Creative complexity

Providing and administering numerous funding opportunities to the New Zealand arts sector is a complicated business. Each Creative New Zealand funding programme can have a range of variables, including different financial values, unique closing and announcement dates, its own assessment criteria and approval process, differing contracts, and varying monitoring and evaluation criteria. 

The old grants management solution was built in 1999. It managed approximately 20 funding programmes, capturing applicant information, application assessments and outcomes, as well as any contract and payment information.

Either individually managed spreadsheets or a separate grant management system were used where the old system was unable to support a new or changed funding programme. This approach meant information was trapped in silos rather than shared across teams. And because Creative New Zealand didn’t have a single view of their programmes, or applicants, pulling together information for essential reporting was a laborious task.

Applicants downloaded application forms from the website and printed them off, or collected them in person from their local Creative New Zealand office. These paper applications (usually with multiple copies) had to be delivered, often couriered, back to Creative New Zealand offices along with any supporting material like CDs, samples of scripts or photographs of work.

Material provided:
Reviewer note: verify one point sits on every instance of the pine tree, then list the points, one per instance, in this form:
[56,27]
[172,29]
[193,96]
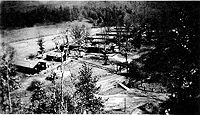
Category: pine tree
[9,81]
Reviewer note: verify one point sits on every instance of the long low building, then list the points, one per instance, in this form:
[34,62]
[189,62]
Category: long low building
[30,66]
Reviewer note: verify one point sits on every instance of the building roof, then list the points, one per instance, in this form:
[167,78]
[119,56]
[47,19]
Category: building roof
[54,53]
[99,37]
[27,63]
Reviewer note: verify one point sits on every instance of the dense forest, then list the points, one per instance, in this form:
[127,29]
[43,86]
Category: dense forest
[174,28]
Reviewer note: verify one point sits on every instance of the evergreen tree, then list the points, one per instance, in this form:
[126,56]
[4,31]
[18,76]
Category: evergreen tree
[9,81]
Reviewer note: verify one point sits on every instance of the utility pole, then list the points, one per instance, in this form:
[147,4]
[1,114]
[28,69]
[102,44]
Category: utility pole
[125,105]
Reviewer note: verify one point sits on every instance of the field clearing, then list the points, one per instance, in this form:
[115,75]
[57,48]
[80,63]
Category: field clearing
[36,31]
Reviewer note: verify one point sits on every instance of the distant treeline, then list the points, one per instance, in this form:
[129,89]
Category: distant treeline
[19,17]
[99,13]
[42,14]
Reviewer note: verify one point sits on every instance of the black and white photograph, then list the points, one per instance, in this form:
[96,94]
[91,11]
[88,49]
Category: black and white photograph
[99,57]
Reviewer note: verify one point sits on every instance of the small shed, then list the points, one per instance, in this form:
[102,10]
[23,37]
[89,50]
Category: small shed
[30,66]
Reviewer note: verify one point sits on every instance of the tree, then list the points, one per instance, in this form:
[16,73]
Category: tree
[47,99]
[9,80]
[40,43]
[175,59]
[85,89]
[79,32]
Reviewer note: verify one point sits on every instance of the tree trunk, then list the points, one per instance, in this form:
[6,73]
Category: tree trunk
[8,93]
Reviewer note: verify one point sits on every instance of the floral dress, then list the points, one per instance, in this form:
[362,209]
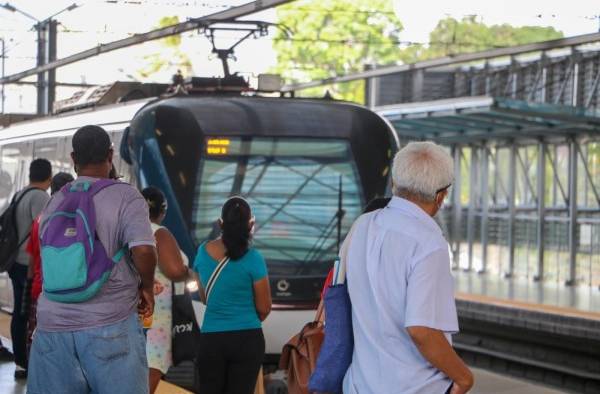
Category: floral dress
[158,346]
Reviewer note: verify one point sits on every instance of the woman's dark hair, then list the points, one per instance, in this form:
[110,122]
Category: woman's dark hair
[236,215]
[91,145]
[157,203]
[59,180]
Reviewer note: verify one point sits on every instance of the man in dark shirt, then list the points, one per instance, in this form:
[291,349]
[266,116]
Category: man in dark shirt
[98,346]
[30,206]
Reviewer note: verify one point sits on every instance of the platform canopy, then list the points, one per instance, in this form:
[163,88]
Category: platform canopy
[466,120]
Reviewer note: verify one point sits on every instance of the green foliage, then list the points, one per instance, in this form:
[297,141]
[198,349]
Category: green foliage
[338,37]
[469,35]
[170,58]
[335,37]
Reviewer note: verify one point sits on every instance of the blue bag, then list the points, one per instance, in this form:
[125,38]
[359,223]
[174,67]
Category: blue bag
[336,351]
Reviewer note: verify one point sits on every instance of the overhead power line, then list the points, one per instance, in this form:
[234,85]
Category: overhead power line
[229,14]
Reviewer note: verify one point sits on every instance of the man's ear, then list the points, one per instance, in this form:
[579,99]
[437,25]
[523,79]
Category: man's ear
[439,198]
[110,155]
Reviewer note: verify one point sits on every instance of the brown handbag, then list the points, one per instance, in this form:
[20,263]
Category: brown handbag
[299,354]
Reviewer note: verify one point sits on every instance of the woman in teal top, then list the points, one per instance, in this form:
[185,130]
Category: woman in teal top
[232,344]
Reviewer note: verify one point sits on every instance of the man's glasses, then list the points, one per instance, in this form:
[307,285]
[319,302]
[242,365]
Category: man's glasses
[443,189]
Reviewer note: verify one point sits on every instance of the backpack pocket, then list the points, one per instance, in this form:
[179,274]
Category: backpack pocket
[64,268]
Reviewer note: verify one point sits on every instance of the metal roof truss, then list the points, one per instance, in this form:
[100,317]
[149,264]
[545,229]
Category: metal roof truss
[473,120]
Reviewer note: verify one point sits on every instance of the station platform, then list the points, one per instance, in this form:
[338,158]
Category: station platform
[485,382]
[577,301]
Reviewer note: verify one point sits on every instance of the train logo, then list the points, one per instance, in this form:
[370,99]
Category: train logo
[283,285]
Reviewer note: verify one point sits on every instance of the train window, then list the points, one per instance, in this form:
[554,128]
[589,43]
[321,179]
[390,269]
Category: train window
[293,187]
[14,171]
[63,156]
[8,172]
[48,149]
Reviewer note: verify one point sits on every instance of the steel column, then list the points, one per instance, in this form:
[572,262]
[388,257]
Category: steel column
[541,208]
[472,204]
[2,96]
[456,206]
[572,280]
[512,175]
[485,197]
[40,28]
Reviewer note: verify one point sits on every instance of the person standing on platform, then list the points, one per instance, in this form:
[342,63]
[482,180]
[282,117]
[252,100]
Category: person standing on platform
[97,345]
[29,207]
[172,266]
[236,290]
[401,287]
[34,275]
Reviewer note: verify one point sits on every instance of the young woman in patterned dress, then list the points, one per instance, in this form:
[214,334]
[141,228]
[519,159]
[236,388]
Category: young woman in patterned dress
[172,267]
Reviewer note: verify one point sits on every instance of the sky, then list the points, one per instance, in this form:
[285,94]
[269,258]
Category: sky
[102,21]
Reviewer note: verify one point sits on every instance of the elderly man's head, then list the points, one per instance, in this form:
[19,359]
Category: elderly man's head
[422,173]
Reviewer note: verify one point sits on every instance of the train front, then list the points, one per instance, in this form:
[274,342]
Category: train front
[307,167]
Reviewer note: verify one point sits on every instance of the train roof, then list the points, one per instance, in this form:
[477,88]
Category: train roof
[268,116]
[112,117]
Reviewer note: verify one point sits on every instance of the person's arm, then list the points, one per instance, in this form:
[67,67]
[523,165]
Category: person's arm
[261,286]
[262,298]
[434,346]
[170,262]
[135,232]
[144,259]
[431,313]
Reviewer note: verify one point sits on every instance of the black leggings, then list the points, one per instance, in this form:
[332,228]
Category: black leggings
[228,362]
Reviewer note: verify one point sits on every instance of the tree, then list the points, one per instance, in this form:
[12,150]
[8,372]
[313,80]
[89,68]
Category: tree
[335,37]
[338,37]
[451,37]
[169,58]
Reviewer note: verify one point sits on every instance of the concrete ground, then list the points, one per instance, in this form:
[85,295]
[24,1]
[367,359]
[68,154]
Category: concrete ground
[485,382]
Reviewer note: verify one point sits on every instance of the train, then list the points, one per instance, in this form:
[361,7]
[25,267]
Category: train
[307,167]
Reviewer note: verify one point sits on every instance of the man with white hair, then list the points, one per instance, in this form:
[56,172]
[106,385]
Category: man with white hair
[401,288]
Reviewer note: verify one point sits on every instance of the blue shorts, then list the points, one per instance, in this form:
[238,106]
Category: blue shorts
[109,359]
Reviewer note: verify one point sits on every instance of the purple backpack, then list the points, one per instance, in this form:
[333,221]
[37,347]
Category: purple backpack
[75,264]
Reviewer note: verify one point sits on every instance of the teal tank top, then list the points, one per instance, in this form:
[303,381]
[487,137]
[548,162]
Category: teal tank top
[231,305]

Task description:
According to the Creative complexity text, why was pulling together information for essential reporting a laborious task for Creative New Zealand? Answer in one to three sentences.

Completed exercise:
When the old system could not support a new or changed funding programme, individually managed spreadsheets or a separate grant management system were used. Information was therefore trapped in silos rather than shared across teams, so Creative New Zealand had no single view of its programmes or applicants.